━━ Data extracts
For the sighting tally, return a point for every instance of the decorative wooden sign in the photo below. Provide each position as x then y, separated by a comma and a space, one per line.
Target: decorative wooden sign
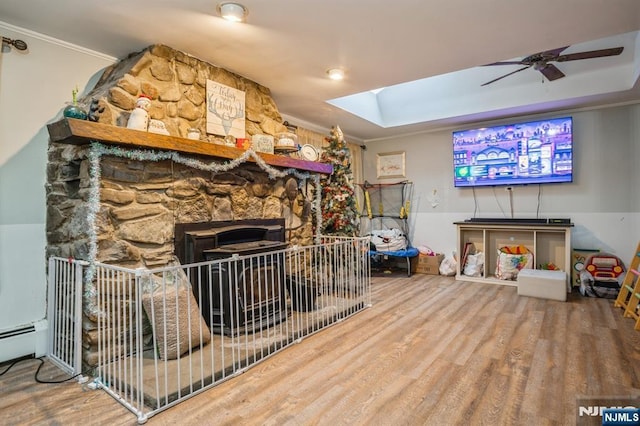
225, 110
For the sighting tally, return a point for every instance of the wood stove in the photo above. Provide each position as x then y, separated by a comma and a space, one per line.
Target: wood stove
236, 295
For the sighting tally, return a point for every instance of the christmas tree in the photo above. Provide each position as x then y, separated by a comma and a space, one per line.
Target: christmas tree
338, 202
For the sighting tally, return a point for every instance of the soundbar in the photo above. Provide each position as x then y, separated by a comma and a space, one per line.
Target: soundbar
505, 220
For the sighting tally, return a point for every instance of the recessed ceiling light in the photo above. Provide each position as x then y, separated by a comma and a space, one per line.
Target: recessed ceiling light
335, 74
231, 11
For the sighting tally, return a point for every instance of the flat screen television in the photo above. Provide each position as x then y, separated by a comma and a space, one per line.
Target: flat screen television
525, 153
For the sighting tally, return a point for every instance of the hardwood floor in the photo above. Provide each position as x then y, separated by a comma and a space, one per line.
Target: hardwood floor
430, 351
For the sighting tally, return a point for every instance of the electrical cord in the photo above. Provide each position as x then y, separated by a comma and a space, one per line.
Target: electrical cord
38, 380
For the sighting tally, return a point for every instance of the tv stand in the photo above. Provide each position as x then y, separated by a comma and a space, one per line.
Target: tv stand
549, 243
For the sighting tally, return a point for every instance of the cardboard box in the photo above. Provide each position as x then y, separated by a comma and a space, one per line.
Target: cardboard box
429, 264
578, 257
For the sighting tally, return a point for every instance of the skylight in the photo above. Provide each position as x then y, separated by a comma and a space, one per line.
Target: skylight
461, 93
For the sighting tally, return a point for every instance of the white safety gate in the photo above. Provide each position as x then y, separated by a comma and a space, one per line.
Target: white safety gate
166, 334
━━━━
Transcribe the line that contains "of the white" exactly, then each line after it through the end of the material. Nothing else belongs in the output.

_Output for this task_:
For the sighting tally, return a point for every instance of the white safety gate in the photo above. Provide each position as x then y, separated by a comma and a space, one per line.
Target: white safety gate
166, 334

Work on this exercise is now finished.